━━━━━ Brano

Un’edicola per la palla di cannone di Ponte delle Erbe

STORIA edicola palla cannone lastra

Un primo passo per dare visibilità ad una storia cittadina non troppo conosciuta e tuttora, in parte, legata a leggende e passaparola. Nel retro di un palazzo di Via Manin all’angolo di Ponte delle Erbe dove scorre il Ramo “delle Beccherie del fiume Marzenego, appare (ma non si nota se non con uno sguardo appositamente cercato) un cimelio “storico-simbolico” di Mestre: la palla di cannone del 27 ottobre 1848, che emerge per una piccola parte essendo piantata sulla parete.

Duccio Toffanello Guadagni ha ideato il progetto, assistito graficamente da Giulio Puccini, di un’edicola che dovrà contenere la palla di cannone con tanto di testo commemorativo. La simbolicità dell’atto, appoggiato inizialmente dall’Associazione “Città di Mestre” ma sostenuto anche da altre associazioni e gruppi mestrini, avviene in due momenti. La prima simbolica presentazione alla città di una lastra fotografica che dimostra visivamente come potrà essere l’opera finita. Dal 27 ottobre 2013, giorno di presentazione del facsimile fotografico, viene idealmente posto il traguardo del 27 ottobre 2014 per l’ottenimento di tutti i permessi necessari e per la realizzazione dell’opera. Buona parte dei costi vivi di lastra ed edicola saranno coperti da una sottoscrizione popolare od eventualmente da sponsor.

━━━━━━━━━━
━━━━━ Dati forniti

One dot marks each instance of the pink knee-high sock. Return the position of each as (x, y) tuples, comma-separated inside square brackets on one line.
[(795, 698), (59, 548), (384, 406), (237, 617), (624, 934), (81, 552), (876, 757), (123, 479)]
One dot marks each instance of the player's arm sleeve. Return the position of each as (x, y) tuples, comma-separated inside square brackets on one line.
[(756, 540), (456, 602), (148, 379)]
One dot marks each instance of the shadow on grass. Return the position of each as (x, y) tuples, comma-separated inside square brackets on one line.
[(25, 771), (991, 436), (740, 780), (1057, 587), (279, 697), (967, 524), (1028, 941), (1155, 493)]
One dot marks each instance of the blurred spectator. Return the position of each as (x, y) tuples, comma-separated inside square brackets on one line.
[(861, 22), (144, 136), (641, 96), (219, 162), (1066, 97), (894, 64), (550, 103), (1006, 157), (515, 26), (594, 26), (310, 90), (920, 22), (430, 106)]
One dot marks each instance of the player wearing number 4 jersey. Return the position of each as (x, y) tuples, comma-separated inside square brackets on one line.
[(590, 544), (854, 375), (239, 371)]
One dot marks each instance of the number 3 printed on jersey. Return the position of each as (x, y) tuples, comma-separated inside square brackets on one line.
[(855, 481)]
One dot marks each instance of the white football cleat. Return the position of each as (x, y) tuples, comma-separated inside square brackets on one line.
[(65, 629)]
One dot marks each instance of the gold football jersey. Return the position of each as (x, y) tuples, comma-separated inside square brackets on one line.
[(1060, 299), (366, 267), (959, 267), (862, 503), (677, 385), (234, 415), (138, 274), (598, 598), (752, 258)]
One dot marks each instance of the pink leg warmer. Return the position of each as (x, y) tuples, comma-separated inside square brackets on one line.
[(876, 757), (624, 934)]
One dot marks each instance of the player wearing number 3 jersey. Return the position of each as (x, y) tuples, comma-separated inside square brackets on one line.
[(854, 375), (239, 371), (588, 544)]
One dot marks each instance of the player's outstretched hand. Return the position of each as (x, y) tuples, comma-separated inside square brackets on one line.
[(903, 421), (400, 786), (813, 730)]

━━━━━━━━━━

Problemi e compiti:
1. Rispondi a queste domande sul brano della palla di cannone di Ponte delle Erbe:
(a) In quale via si trova il palazzo sul cui retro è piantata la palla di cannone?
(b) Chi ha assistito graficamente Duccio Toffanello Guadagni nel progetto dell'edicola?
(c) Come saranno coperti buona parte dei costi vivi di lastra ed edicola?
2. Prosegui il brano sulla palla di cannone di Ponte delle Erbe partendo subito dopo la sua ultima frase.

Risposte fornite:
1.
(a) In Via Manin.
(b) Giulio Puccini.
(c) Con una sottoscrizione popolare o eventualmente con degli sponsor.

2.
La palla di cannone vista dal Ponte delle Erbe (ph. Toffanello)

La palla di cannone vista dal Ponte delle Erbe (ph. Toffanello)

Questa palla di cannone è icona di una guerra che a Mestre si è combattuta in nome dell’unità italiana e la città di Mestre ricevette la XI^ Medaglia d’oro al Valor Risorgimentale in ricompensa del valore dimostrato dalla cittadinanza alla presa del forte di Marghera la notte del 22 marzo 1848 e nella sortita di Marghera del 27 ottobre successivo. Attualmente la Palla di Cannone è “poco visibile e poco riconoscibile”, non è adeguatamente evidenziata come invece dovrebbe. E per questo, scegliendo una data simbolica come il 27 ottobre (Sortita), nel cinquecentenario delle stragi dei Lanzichenecchi e dei mercenari spagnoli e pontifici della Lega di Cambrai, nonché della caduta devastazione ed incendio della città e del Castello il 27 settembre 1513.

Non si sa fino in fondo se la palla di cannone sia stata piantata dopo lì, o se si fosse effettivamente conficcata nel muro in occasone della Sortita del 27 ottobre 1848. Fattostà che “per tradizione orale” i mestrini tramandano che quella è la palla del 27 ottobre. Sparata da chi, e come? Ricostruisce l’ideatore dell’edicola commemorativa, Duccio Toffanello Guadagni: “sappiamo che c’erano 2 o 4 cannoni sul Ponte della Campana, e che furono presi dagli italiani agli austriaci grazie alla Sortita. Il comando austriaco era sulla Torre Civica, rotto il fronte sul Ponte della Campana gli austriaci

La palla di cannone vista dal Marzenego (ph. Selina Zampedri)

La palla di cannone vista dal Marzenego (ph. Selina Zampedri)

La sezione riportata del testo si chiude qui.